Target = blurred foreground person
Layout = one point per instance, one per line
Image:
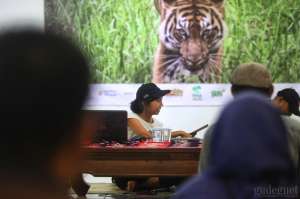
(43, 82)
(249, 155)
(246, 77)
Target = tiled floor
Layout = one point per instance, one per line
(102, 188)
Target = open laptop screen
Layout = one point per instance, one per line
(111, 125)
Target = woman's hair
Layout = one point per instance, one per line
(137, 106)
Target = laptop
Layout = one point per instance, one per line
(110, 125)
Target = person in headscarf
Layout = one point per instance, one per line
(249, 155)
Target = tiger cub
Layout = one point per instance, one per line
(191, 36)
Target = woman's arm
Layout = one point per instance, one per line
(138, 128)
(182, 134)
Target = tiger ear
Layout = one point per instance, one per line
(160, 4)
(157, 5)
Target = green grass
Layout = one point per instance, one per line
(120, 36)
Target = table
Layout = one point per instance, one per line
(130, 161)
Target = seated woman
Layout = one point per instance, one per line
(249, 155)
(148, 102)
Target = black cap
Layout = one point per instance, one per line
(148, 92)
(292, 98)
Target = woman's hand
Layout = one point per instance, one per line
(182, 134)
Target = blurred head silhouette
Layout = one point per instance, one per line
(43, 82)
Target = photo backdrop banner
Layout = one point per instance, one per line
(181, 94)
(121, 37)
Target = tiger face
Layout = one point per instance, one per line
(191, 34)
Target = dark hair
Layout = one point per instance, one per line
(43, 85)
(137, 106)
(237, 89)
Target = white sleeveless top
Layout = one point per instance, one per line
(147, 125)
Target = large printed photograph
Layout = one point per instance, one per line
(180, 41)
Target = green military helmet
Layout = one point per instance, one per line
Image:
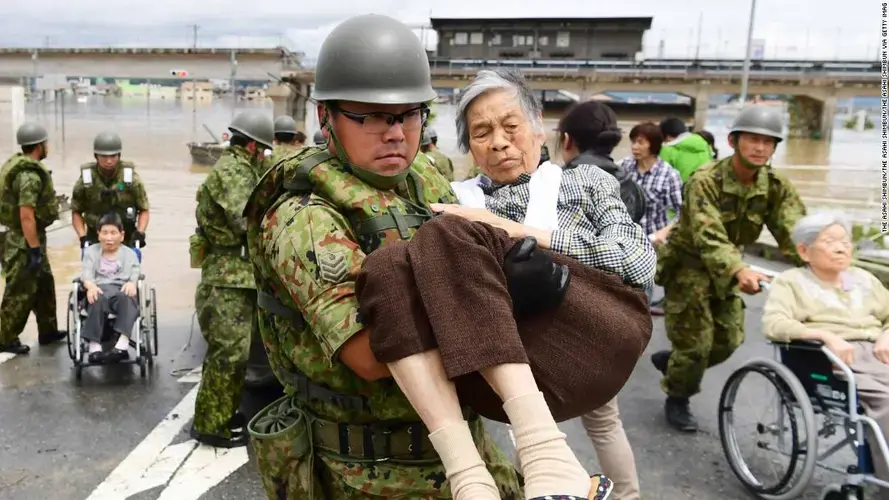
(319, 138)
(427, 138)
(285, 125)
(255, 125)
(30, 133)
(373, 59)
(759, 119)
(107, 144)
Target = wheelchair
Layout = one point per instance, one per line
(809, 381)
(143, 338)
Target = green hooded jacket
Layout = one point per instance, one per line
(686, 153)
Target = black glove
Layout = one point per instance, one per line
(140, 237)
(535, 282)
(35, 258)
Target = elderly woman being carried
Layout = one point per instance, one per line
(478, 310)
(845, 307)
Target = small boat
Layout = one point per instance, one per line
(64, 219)
(205, 153)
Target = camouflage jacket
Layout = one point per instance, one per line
(307, 247)
(720, 215)
(97, 193)
(219, 214)
(442, 163)
(25, 182)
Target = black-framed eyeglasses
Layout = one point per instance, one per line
(379, 122)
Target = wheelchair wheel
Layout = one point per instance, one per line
(71, 325)
(153, 308)
(792, 422)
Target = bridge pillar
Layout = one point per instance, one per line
(701, 105)
(12, 105)
(811, 118)
(290, 99)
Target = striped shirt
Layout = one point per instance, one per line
(663, 190)
(594, 226)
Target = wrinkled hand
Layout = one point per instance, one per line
(881, 348)
(35, 258)
(843, 350)
(92, 294)
(514, 229)
(140, 237)
(748, 280)
(660, 237)
(535, 282)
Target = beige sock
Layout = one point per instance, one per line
(469, 478)
(548, 464)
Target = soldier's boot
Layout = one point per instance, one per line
(49, 338)
(679, 414)
(15, 347)
(660, 360)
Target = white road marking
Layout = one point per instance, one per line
(187, 469)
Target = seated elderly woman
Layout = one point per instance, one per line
(110, 273)
(478, 309)
(845, 307)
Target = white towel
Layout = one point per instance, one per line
(542, 211)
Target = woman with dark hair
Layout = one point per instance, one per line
(110, 274)
(711, 141)
(588, 134)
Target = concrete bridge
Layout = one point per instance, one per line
(814, 87)
(147, 63)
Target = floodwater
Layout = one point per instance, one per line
(155, 134)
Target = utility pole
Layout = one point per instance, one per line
(746, 78)
(194, 84)
(700, 29)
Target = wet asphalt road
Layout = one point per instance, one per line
(59, 438)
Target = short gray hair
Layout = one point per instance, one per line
(808, 228)
(491, 80)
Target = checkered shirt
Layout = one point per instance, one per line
(663, 190)
(594, 225)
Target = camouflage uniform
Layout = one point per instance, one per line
(704, 313)
(25, 182)
(96, 193)
(307, 248)
(442, 163)
(226, 297)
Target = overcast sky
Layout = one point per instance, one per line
(846, 29)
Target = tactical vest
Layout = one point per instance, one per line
(119, 198)
(377, 218)
(47, 209)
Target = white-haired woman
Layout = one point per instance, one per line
(573, 214)
(845, 307)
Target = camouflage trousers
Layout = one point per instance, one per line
(290, 467)
(703, 330)
(26, 291)
(227, 317)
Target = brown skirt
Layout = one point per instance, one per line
(446, 289)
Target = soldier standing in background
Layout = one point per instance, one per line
(28, 204)
(441, 162)
(287, 138)
(109, 185)
(225, 299)
(725, 206)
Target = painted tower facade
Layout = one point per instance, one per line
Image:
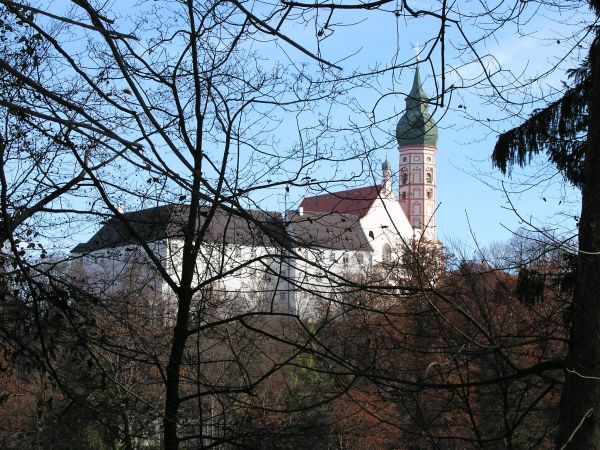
(417, 134)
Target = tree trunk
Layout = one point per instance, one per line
(580, 402)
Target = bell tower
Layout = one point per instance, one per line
(416, 134)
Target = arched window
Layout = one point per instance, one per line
(387, 252)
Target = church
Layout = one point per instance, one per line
(296, 262)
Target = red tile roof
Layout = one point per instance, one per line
(354, 201)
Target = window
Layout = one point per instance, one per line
(386, 253)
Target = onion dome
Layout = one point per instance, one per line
(416, 127)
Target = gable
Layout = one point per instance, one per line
(244, 228)
(356, 202)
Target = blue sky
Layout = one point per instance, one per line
(477, 204)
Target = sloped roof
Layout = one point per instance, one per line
(353, 201)
(326, 230)
(251, 228)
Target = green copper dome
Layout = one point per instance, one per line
(416, 127)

◇ ◇ ◇ ◇ ◇

__Action item__
Return the listing above unchanged, apart from dropping its pictures.

__Task answer__
Target = blurred foreground person
Layout = one point per instance, one per line
Image:
(43, 82)
(249, 155)
(246, 77)
Target = tiled floor
Layout = one point per instance, one per line
(102, 188)
Target = open laptop screen
Layout = one point per instance, one per line
(111, 125)
Target = woman's hair
Layout = one point per instance, one per line
(137, 106)
Target = laptop
Layout = one point per instance, one per line
(110, 125)
Target = person in headscarf
Layout = one point per instance, one per line
(249, 155)
Target = tiger cub
Layout = one point per instance, one per line
(191, 36)
Target = woman's arm
Layout = one point per instance, one per line
(138, 128)
(182, 134)
Target = tiger ear
Layout = one point per instance, one per line
(160, 4)
(157, 5)
Target = green grass
Layout = one point per instance, one per line
(120, 36)
Target = table
Layout = one point per instance, one per line
(130, 161)
Target = seated woman
Layout = one point per instance, one per line
(249, 155)
(148, 102)
Target = black cap
Layout = one point per instance, one per line
(148, 92)
(292, 98)
Target = woman's hand
Layout = one point per instance, one per line
(182, 134)
Target = blurred head silhouette
Layout = one point per instance, one per line
(43, 82)
Target = photo backdrop banner
Layout = one point per instance, one per line
(181, 94)
(121, 37)
Target = tiger face
Layout = one point per instance, one per line
(191, 34)
Target = dark hair
Layout = one point per instance, one per line
(43, 85)
(137, 106)
(237, 89)
Target = white sleeveless top
Layout = one point per instance, one per line
(147, 125)
Target = large printed photograph
Layout = one point per instance, one per line
(180, 41)
Target = green military helmet
Layout = one point per instance, one per line
Image:
(319, 138)
(427, 138)
(285, 125)
(255, 125)
(30, 133)
(373, 59)
(759, 119)
(107, 144)
Target = wheelchair
Layout = one point per instance, one per line
(809, 381)
(143, 338)
Target = green hooded jacket
Layout = one point per instance, one per line
(686, 153)
Target = black glove
Layout = one point per instance, one per line
(140, 237)
(535, 282)
(35, 258)
Target = elderly woman being carried
Layout = one point per instance, one per line
(478, 310)
(845, 307)
Target = small boat
Layout = one point per instance, one per line
(64, 219)
(205, 153)
Target = camouflage jacket
Layout = one point per instance, one per line
(307, 247)
(720, 215)
(97, 193)
(219, 214)
(442, 163)
(25, 182)
Target = black-framed eyeglasses
Layout = one point per instance, one per line
(379, 122)
Target = wheelchair wheel
Layout = one point per instance, one per line
(71, 325)
(153, 308)
(792, 422)
Target = bridge pillar
Layout = one point per instance, one per line
(701, 105)
(12, 105)
(811, 118)
(290, 99)
Target = striped shirt
Layout = one point per instance, one per line
(663, 190)
(594, 226)
Target = wrinkled hand
Layout = one point per instance, one per line
(881, 348)
(35, 258)
(843, 350)
(92, 294)
(514, 229)
(140, 237)
(748, 280)
(660, 237)
(535, 282)
Target = beige sock
Layout = one point per instance, one per line
(469, 478)
(548, 464)
Target = soldier's boot
Layout = one point per instance, one per line
(49, 338)
(679, 414)
(15, 347)
(660, 360)
Target = white road marking
Layout = one point per instance, one per line
(187, 469)
Target = seated elderly woman
Layout = one point per instance, one per line
(110, 273)
(478, 309)
(845, 307)
Target = white towel
Layout = one point per instance, one per line
(542, 211)
Target = woman with dark hair
Layout = one point per instance, one per line
(110, 274)
(711, 141)
(588, 134)
Target = concrete bridge
Layout = one point per instance, one per line
(814, 87)
(147, 63)
Target = floodwater
Layout = one point per instance, one per line
(155, 134)
Target = utility pole
Layout = one point per instance, one per line
(746, 78)
(194, 84)
(700, 29)
Target = wet asphalt road
Layout = one point per instance, one per line
(59, 438)
Target = short gray hair
Layout = one point per instance, one per line
(808, 228)
(491, 80)
Target = checkered shirt
Layout = one point per instance, one per line
(663, 190)
(594, 225)
Target = camouflage uniform
Layout = one point per instance, one per line
(704, 313)
(25, 182)
(96, 193)
(307, 248)
(442, 163)
(226, 297)
Target = overcast sky
Layout = one point per instance, one per line
(846, 29)
Target = tactical vest
Layout = one point per instance, one per line
(119, 198)
(377, 218)
(47, 209)
Target = white-haired woman
Layout = one point per instance, one per line
(573, 214)
(845, 307)
Target = camouflage trousers
Layout = one point per instance, one per line
(290, 467)
(703, 330)
(26, 291)
(227, 317)
Target = brown skirt
Layout = one point per instance, one per line
(446, 289)
Target = soldier standing in background
Layout = one point per instance, one per line
(28, 204)
(441, 162)
(287, 138)
(109, 185)
(225, 299)
(725, 206)
Target = painted tower facade
Layout = one point per instance, one per line
Image:
(417, 134)
Target = tree trunk
Layout = one point per instance, one per line
(580, 402)
Target = bell tower
Layout = one point per instance, one per line
(416, 134)
Target = arched window
Layout = one point per instance, one per line
(387, 252)
Target = church
Layout = one point per instance, one per line
(296, 262)
Target = red tile roof
Layout = one point per instance, one per line
(354, 201)
Target = window
Layout = one point per instance, one per line
(386, 253)
Target = onion dome
Layout = one point per instance, one per line
(416, 127)
Target = gable
Layout = one point per instance, one per line
(244, 228)
(356, 202)
Target = blue sky
Layout = one point per instance, one per line
(477, 204)
Target = sloped roof
Layout = one point per instance, one per line
(353, 201)
(326, 230)
(251, 228)
Target = green copper dome
Layout = one point per instance, one per line
(416, 127)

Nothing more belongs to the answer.